** Input for this task **
○ ○ ○ ○

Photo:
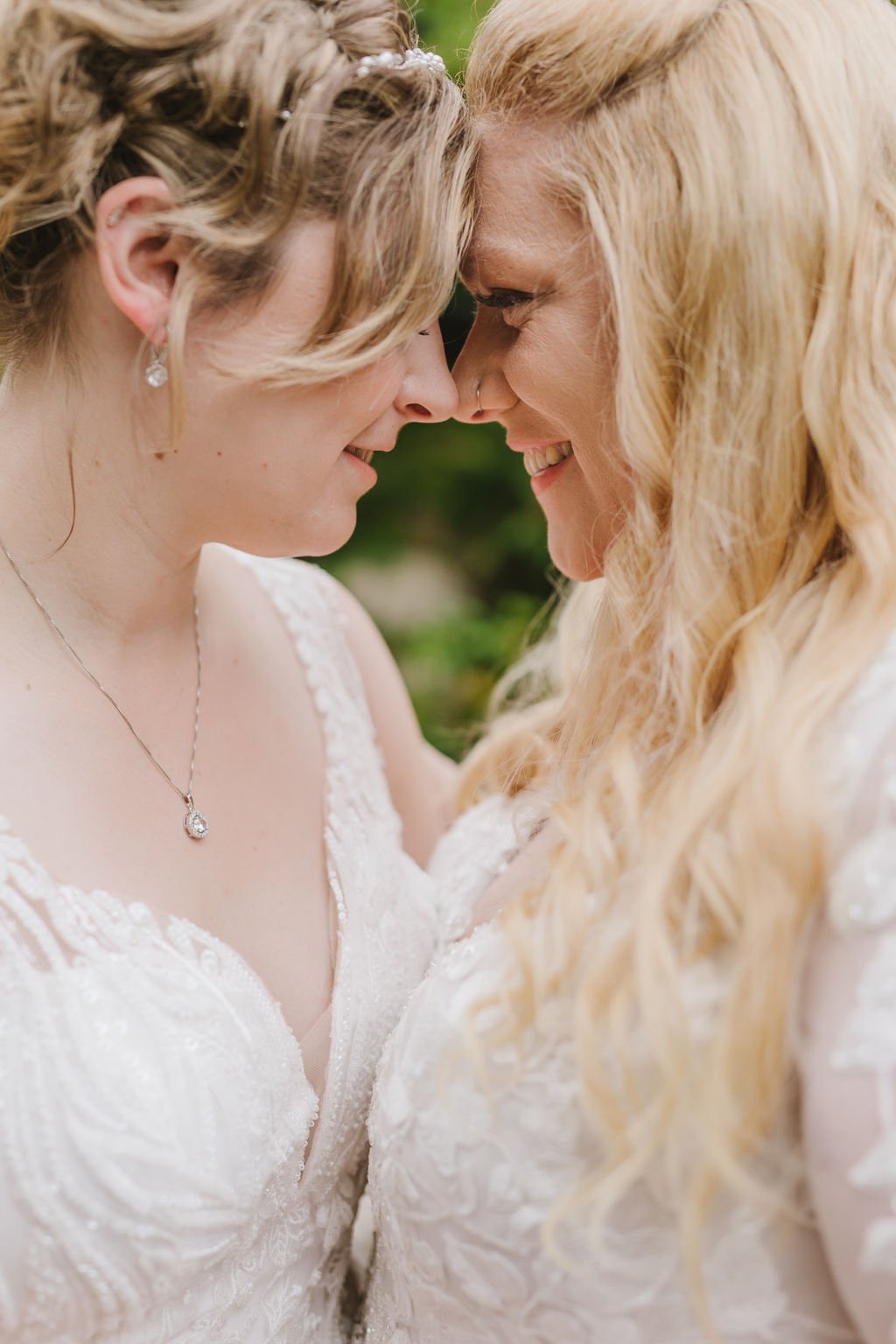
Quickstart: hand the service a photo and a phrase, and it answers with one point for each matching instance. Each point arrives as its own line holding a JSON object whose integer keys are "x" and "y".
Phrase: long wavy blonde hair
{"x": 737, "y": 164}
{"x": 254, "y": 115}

○ ○ ○ ○

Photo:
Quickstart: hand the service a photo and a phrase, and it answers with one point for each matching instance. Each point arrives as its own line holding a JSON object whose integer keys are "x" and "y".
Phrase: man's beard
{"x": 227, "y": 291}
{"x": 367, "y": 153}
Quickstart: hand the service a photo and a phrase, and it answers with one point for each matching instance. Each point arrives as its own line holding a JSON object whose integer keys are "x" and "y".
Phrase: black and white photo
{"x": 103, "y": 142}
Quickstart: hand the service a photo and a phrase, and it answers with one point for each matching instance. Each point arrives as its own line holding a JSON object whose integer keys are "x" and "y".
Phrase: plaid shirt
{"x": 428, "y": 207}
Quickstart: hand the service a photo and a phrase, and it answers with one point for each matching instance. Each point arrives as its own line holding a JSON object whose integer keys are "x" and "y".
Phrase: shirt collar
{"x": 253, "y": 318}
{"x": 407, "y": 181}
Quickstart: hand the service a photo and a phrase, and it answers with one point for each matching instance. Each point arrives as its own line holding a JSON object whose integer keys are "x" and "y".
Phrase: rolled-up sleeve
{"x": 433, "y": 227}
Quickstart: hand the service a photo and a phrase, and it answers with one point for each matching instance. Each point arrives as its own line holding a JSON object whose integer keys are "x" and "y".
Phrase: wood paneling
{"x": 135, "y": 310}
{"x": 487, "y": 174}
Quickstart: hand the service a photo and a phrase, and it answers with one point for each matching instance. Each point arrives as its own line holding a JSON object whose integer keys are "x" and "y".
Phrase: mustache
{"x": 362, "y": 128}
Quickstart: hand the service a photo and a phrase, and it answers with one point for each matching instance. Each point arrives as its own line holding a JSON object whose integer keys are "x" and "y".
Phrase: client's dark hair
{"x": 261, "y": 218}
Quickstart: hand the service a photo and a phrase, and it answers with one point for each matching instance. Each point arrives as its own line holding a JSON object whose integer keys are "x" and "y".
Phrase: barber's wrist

○ ○ ○ ○

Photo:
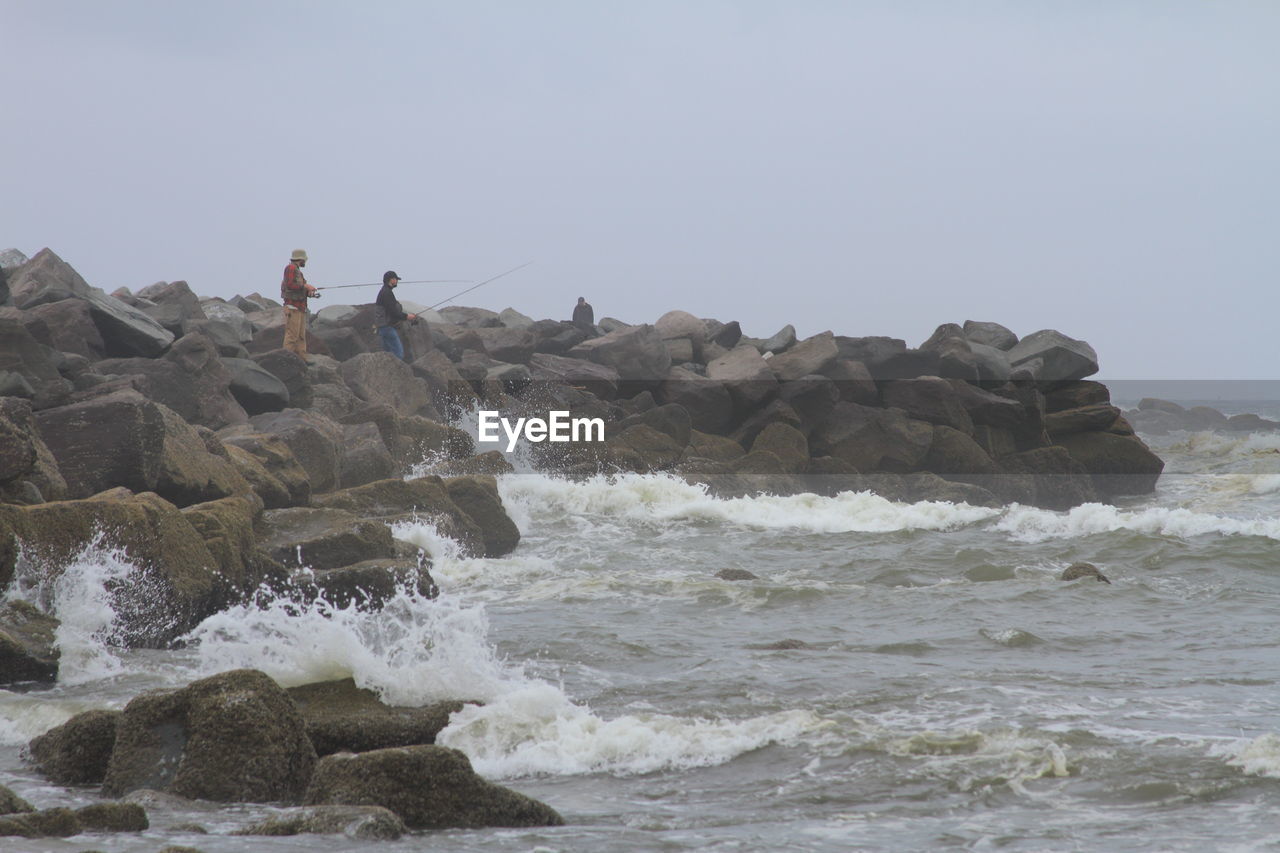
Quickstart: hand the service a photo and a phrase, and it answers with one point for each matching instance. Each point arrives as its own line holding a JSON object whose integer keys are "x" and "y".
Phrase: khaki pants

○ ○ ○ ○

** Task statement **
Copy every line of the records above that contains the word "hair".

** Full output **
Phrase: long wavy blonde hair
Phrase: client's dark hair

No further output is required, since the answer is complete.